GIVEN REQUEST » Please repeat the listing below line for line, leaving out the pictures.

[Point annotation records]
start
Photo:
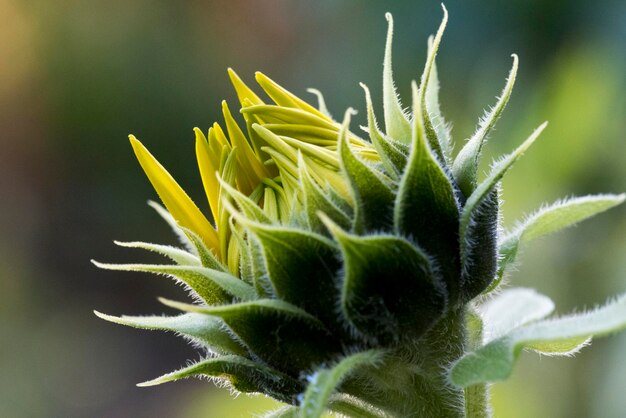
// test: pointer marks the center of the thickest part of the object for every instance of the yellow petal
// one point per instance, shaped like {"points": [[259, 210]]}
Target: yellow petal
{"points": [[284, 97], [177, 202], [208, 164], [251, 166], [243, 91]]}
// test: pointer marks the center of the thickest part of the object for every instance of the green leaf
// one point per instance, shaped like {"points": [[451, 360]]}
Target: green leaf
end
OUTPUT FOR THIS TASK »
Photo:
// test: pointer marks the center of the thickest part of the object for every instance of the yellow petal
// one point per instance, shaped like {"points": [[259, 210]]}
Target: yellow petal
{"points": [[284, 97], [177, 202], [208, 164], [251, 166], [243, 91]]}
// test: pointer marks the center of the thickest part of the object for every instance of the green leaf
// one point per instance, shaped like {"points": [[451, 360]]}
Target: green leaf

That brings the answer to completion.